** Stored data follows **
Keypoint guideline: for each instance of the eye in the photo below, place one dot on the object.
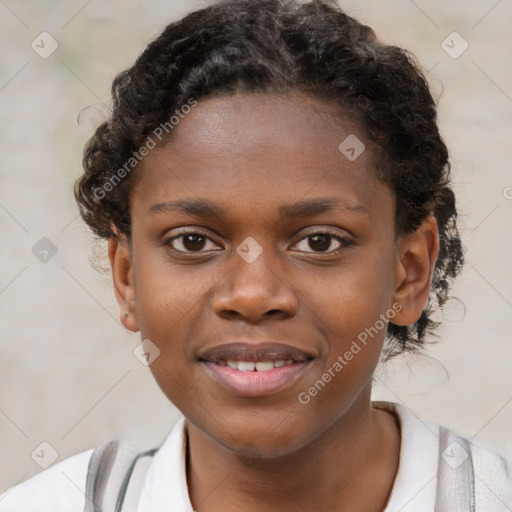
(190, 241)
(320, 242)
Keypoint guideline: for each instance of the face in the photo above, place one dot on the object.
(256, 240)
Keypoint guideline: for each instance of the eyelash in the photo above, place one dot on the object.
(344, 242)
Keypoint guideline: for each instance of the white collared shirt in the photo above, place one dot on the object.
(61, 488)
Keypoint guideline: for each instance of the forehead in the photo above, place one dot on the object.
(259, 149)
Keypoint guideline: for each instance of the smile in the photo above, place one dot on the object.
(254, 370)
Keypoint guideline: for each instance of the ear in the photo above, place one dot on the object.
(119, 254)
(416, 258)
** End of Stored data **
Directions →
Repeat all of the entries word for word, but omit the pictures.

Problem solution →
Keypoint guideline: for each instance of the eye in the photo below, place one dot on the object.
(190, 241)
(320, 242)
Keypoint guideline: for each instance of the face in the photo above, place one dot on the object.
(256, 240)
Keypoint guideline: for each instance of the eyelash in the photo above, place one dot on the object.
(344, 242)
Keypoint guideline: for each instance of the white collared shirt in the photo above, place one dot on the object.
(61, 488)
Keypoint guideline: for each instance of the forehead in the photo above, place one dot on the object.
(259, 149)
Keypoint guideline: for each instance of the smile in the photo above, place one dot on the object.
(254, 370)
Keypoint guideline: for each instance of the ear in the photo above, place one dot on the object.
(119, 254)
(416, 258)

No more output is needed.